>>

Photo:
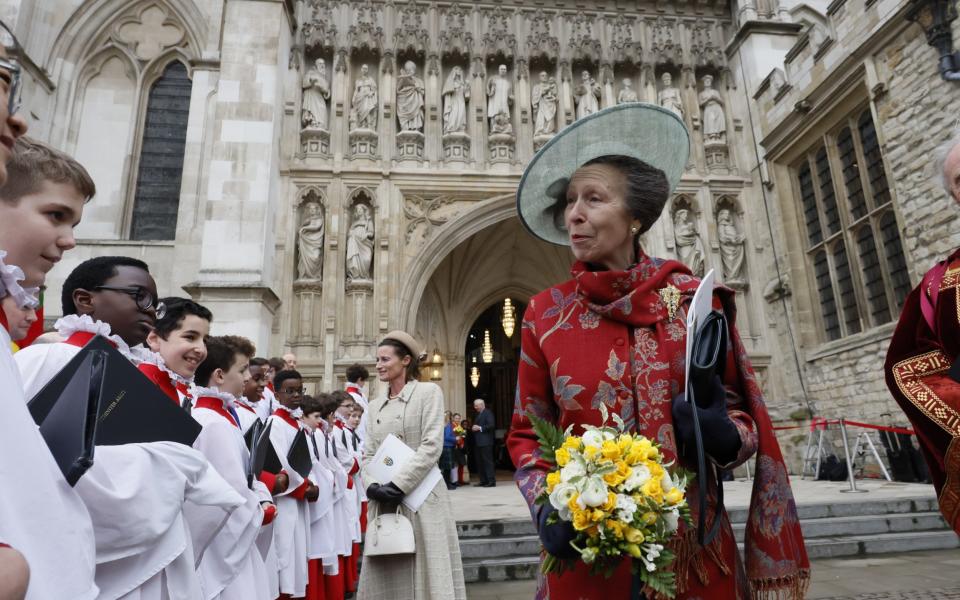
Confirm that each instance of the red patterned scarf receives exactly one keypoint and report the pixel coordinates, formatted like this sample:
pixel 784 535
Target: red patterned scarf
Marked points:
pixel 775 556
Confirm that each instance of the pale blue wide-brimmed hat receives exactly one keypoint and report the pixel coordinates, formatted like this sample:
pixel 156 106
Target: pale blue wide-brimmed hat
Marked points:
pixel 643 131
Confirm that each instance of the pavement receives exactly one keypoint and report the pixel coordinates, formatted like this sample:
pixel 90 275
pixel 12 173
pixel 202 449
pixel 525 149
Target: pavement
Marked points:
pixel 933 575
pixel 924 575
pixel 504 502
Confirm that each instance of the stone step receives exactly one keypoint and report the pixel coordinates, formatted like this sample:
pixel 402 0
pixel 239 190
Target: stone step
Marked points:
pixel 509 568
pixel 833 528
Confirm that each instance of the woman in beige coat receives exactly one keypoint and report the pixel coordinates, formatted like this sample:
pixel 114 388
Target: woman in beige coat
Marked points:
pixel 413 411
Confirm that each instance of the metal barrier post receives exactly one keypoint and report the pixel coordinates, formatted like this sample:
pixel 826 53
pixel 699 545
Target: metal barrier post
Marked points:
pixel 846 451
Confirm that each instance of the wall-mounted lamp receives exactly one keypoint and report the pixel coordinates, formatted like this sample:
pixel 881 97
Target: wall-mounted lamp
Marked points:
pixel 935 16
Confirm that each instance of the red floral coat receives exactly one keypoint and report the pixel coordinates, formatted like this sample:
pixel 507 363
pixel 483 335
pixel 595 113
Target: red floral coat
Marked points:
pixel 611 338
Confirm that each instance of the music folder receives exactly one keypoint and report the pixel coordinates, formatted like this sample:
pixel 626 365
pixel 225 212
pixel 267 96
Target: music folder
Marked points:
pixel 299 455
pixel 131 409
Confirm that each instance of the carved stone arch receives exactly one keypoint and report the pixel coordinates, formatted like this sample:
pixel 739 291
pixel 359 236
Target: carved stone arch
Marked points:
pixel 91 26
pixel 443 242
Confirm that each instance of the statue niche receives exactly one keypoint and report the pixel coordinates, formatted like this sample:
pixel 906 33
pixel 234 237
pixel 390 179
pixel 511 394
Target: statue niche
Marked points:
pixel 310 242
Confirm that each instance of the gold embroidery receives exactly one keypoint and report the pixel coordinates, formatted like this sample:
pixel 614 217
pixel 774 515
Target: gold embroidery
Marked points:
pixel 671 298
pixel 909 376
pixel 950 494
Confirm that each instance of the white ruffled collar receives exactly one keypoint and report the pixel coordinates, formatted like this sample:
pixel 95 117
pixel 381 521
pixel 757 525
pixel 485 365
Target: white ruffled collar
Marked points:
pixel 153 358
pixel 10 278
pixel 213 392
pixel 71 324
pixel 295 413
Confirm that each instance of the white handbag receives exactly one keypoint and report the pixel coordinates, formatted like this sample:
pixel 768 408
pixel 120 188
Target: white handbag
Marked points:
pixel 389 534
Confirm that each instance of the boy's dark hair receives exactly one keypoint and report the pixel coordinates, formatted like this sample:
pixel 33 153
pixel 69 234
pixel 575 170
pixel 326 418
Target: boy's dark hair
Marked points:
pixel 357 371
pixel 327 404
pixel 177 309
pixel 33 163
pixel 93 273
pixel 311 404
pixel 222 352
pixel 341 397
pixel 282 376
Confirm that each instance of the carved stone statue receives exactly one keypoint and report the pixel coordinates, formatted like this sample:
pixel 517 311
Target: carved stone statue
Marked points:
pixel 714 121
pixel 587 95
pixel 410 91
pixel 456 92
pixel 310 243
pixel 731 247
pixel 316 91
pixel 627 94
pixel 545 105
pixel 689 245
pixel 360 244
pixel 669 97
pixel 363 111
pixel 499 99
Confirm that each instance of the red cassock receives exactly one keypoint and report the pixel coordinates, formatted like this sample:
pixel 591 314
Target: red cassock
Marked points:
pixel 924 347
pixel 618 338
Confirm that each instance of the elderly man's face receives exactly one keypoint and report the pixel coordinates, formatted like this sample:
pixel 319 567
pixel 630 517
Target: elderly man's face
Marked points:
pixel 951 170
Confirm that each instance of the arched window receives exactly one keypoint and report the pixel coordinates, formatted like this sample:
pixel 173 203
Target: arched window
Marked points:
pixel 160 167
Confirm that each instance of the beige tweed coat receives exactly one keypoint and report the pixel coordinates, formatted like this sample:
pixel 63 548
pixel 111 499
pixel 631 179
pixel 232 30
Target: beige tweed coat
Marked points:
pixel 435 571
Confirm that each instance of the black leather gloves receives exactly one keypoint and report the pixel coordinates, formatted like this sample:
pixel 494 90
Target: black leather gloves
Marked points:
pixel 556 538
pixel 388 493
pixel 721 438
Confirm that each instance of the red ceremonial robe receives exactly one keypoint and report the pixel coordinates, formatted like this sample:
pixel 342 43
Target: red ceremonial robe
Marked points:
pixel 610 337
pixel 924 347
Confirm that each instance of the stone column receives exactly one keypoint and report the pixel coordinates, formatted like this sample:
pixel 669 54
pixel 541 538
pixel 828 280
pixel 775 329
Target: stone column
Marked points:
pixel 236 243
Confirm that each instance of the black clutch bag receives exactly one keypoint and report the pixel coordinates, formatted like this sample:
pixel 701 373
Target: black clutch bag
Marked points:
pixel 707 360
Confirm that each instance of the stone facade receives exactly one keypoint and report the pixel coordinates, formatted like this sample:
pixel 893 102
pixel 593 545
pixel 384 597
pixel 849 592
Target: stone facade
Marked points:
pixel 446 242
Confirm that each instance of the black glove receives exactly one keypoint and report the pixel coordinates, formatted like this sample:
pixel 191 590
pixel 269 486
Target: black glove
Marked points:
pixel 387 494
pixel 721 438
pixel 556 538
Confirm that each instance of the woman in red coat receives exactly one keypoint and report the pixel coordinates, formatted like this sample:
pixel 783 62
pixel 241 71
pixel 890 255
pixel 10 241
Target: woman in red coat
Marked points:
pixel 615 334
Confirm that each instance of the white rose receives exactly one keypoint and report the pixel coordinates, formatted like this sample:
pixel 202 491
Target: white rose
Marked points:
pixel 672 520
pixel 574 468
pixel 592 437
pixel 594 492
pixel 666 483
pixel 639 475
pixel 561 495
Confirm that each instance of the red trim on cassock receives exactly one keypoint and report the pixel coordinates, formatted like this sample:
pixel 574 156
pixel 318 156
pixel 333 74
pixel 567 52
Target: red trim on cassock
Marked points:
pixel 216 405
pixel 80 339
pixel 159 379
pixel 269 514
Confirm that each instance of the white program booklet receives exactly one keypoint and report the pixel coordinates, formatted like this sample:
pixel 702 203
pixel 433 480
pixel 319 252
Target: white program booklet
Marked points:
pixel 387 462
pixel 700 307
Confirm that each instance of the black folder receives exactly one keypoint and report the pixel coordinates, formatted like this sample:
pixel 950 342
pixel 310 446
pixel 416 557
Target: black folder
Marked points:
pixel 258 442
pixel 70 427
pixel 131 408
pixel 299 455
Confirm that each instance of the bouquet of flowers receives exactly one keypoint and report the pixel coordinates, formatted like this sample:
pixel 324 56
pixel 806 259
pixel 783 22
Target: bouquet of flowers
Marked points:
pixel 618 494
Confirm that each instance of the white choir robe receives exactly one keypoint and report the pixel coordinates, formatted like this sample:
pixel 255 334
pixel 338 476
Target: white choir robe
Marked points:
pixel 135 495
pixel 41 516
pixel 291 528
pixel 350 461
pixel 323 544
pixel 268 403
pixel 232 567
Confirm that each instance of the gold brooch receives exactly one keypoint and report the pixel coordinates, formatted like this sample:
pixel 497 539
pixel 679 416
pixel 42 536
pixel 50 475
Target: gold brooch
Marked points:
pixel 671 298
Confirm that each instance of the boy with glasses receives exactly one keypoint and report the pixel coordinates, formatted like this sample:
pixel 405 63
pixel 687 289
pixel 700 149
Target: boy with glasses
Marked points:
pixel 291 534
pixel 139 496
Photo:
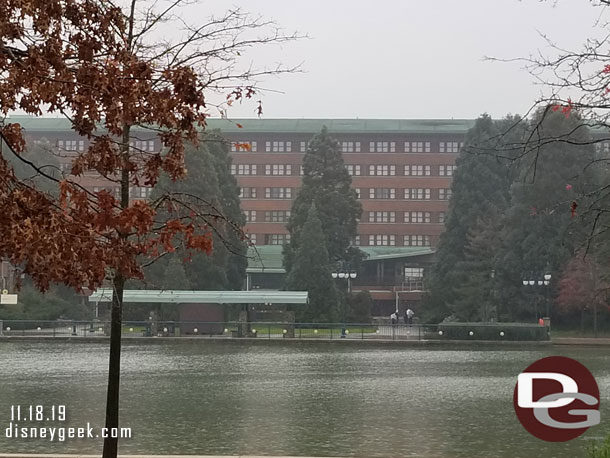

<<

- **YOUR OBJECTIVE**:
Rewrite the listing from the line with "Confirm that each instance of the music" to the line with "pixel 443 242", changing "music folder" to "hymn book" and keeping everything else the same.

- **FINISHED EXERCISE**:
Confirm that each instance of the hymn book receives exactly one keypoint and report the pixel coordinates, formatted like this sample:
pixel 626 365
pixel 225 212
pixel 267 96
Target: hymn book
Marked points:
pixel 299 455
pixel 131 409
Confirm that each instance of the carved stone arch receives exactly one keypoint and report the pixel coordinates, formatted like this sample:
pixel 739 291
pixel 359 236
Target: carved stone arch
Marked points:
pixel 91 26
pixel 443 242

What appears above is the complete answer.